Task to carry out
Everything from the line containing "Where can the distant" to the final line of the records below should be given again exactly, and nothing else.

[Extracted records]
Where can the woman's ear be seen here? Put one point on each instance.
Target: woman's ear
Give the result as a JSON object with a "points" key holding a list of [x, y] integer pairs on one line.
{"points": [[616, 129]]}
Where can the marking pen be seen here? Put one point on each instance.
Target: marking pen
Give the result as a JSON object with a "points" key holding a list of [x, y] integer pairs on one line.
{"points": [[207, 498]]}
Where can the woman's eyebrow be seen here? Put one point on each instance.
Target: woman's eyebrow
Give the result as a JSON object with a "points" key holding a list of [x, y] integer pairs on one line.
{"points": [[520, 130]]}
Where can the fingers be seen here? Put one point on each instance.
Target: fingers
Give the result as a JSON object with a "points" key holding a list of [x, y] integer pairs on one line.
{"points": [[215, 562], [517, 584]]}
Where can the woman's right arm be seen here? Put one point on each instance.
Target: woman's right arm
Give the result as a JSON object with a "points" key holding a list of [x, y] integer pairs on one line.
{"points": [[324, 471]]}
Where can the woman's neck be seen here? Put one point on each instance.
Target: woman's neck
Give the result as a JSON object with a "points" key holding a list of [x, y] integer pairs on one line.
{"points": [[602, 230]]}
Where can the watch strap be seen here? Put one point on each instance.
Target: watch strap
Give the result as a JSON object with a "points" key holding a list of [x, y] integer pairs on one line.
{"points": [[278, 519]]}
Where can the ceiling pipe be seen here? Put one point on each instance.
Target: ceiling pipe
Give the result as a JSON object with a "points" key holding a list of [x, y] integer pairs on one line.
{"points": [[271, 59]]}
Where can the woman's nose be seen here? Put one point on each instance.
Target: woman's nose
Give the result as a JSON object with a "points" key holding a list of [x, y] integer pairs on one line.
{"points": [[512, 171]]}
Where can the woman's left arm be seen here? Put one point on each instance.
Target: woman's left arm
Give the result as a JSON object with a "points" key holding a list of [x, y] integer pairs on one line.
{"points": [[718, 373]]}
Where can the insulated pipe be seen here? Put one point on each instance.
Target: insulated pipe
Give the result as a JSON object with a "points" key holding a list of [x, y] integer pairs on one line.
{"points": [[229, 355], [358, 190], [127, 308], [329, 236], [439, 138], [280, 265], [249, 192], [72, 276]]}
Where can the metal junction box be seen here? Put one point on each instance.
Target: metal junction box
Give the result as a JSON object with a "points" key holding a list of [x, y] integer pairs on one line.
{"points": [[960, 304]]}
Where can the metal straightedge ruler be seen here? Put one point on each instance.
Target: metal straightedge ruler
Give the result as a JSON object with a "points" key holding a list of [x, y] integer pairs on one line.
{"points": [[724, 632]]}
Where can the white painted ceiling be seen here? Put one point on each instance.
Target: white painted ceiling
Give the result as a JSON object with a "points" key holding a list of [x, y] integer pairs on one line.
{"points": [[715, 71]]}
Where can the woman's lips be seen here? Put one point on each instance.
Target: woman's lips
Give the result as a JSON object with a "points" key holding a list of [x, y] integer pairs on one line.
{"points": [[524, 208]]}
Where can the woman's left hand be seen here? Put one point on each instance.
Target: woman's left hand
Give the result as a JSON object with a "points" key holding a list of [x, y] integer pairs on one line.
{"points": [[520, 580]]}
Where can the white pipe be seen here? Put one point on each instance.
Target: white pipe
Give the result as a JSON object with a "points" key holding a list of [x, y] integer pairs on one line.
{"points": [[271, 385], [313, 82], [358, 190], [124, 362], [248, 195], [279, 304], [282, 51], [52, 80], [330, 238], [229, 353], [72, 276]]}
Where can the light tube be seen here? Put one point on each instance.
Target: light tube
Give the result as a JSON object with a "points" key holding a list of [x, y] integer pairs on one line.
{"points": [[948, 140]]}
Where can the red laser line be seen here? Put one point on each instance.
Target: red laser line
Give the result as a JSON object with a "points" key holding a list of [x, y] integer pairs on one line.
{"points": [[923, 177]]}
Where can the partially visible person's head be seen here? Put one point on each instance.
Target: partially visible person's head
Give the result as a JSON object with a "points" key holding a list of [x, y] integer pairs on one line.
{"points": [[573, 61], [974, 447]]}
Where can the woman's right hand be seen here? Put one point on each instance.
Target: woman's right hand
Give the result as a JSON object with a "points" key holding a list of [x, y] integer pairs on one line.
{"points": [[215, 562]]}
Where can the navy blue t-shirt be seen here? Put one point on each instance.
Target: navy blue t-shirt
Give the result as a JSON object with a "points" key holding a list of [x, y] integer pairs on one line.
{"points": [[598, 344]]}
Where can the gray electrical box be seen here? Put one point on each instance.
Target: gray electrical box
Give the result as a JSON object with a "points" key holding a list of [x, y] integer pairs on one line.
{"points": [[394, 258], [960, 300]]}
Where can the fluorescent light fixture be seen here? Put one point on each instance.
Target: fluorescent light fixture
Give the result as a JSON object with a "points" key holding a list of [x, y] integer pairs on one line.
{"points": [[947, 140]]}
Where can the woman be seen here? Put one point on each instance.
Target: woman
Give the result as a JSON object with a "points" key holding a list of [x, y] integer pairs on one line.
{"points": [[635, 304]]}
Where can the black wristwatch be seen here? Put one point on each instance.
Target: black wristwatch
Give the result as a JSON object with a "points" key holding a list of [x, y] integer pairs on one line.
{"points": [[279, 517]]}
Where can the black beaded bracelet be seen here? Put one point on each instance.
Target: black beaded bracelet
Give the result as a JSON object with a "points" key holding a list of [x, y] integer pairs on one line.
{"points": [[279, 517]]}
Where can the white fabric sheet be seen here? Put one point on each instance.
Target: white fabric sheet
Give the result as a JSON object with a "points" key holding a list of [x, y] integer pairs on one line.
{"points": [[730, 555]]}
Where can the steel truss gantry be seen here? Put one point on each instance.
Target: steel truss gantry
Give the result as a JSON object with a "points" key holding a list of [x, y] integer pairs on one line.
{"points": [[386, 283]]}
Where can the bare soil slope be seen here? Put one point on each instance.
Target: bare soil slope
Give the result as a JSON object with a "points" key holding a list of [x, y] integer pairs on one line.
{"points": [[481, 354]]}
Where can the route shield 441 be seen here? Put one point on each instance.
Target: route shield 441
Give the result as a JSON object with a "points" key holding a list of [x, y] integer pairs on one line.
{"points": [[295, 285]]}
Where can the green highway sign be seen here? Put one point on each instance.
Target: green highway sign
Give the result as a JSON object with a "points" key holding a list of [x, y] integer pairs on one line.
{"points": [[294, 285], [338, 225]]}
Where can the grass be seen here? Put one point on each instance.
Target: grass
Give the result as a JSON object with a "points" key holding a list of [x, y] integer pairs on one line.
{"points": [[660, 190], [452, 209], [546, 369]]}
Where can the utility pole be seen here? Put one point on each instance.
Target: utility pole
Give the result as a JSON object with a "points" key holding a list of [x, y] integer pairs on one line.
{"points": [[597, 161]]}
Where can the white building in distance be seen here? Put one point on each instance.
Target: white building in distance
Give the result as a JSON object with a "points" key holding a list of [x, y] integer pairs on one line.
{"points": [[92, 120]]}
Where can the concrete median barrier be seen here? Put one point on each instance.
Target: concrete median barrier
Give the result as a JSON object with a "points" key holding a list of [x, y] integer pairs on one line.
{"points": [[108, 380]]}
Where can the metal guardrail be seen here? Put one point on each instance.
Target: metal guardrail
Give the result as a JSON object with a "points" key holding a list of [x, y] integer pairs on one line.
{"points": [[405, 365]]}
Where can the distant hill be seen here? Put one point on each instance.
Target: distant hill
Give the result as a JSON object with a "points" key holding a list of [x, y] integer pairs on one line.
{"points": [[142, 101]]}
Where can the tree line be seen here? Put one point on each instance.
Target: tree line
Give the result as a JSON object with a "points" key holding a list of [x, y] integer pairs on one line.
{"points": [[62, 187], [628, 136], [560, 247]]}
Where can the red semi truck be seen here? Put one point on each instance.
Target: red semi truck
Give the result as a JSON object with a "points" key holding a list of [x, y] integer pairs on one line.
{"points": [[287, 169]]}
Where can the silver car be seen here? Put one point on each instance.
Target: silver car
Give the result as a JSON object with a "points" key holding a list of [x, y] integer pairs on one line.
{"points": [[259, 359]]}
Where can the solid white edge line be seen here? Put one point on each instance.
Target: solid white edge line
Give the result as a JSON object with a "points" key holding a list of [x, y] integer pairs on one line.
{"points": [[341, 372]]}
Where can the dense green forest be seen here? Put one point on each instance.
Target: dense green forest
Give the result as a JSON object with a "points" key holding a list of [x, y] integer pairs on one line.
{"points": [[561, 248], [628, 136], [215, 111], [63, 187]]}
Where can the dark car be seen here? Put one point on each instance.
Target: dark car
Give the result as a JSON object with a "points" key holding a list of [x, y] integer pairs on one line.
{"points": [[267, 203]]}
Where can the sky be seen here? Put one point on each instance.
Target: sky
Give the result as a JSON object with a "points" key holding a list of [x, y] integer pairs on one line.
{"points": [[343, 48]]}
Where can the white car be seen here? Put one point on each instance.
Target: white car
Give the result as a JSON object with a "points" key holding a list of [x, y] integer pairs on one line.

Finished exercise
Where can the distant hill be seen here? Put one point on each instance.
Target: distant hill
Give the result as a JSON object with a "points" key holding a list of [x, y] integer pairs on one line.
{"points": [[142, 101]]}
Where can the tree line be seen here? Put one point on each instance.
Target: tree line
Give the result as a JSON object with a "points" key holding a list of [x, y] integer pairs on one line.
{"points": [[62, 187], [628, 136], [560, 247]]}
Where can the red semi truck be seen here? Put one point on each instance.
Target: red semi truck
Give the result as a JSON object with a "points" key holding a list of [x, y] integer pairs on one line.
{"points": [[287, 169]]}
Where can the silver car be seen here? Put one point on each instance.
Target: silver car
Give the result as a JSON object with a "points" key holding a list of [x, y] integer pairs on one line.
{"points": [[259, 359]]}
Where can the solid white edge line be seen here? Put one point on each instance.
Target: solid white edge line
Give the result as a JSON object with a "points" key holding a list of [x, y] integer pairs on one line.
{"points": [[341, 372]]}
Where can the dense green forest be seen here? Put one point on each instance.
Target: dense green forest
Give the result as a JSON object with a "points" key holding a list of [x, y] integer pairs on one line.
{"points": [[561, 248], [628, 136], [215, 111], [63, 187]]}
Where can the dark car be seen here? Put one point on each instance.
Target: dark car
Give the result as a JSON object with a "points" key holding a list of [x, y] integer pairs on one line.
{"points": [[267, 203]]}
Where can the sky be seen here? Put one point on each instance.
Target: sky
Give the result as a JSON object with a "points" key holding a list of [x, y] integer pairs on one line.
{"points": [[343, 48]]}
Where can the white car be seen here? Put one point on each instance.
Target: white car
Give the result as a JSON object with a "points" key holding a list of [x, y] integer pairs on one line.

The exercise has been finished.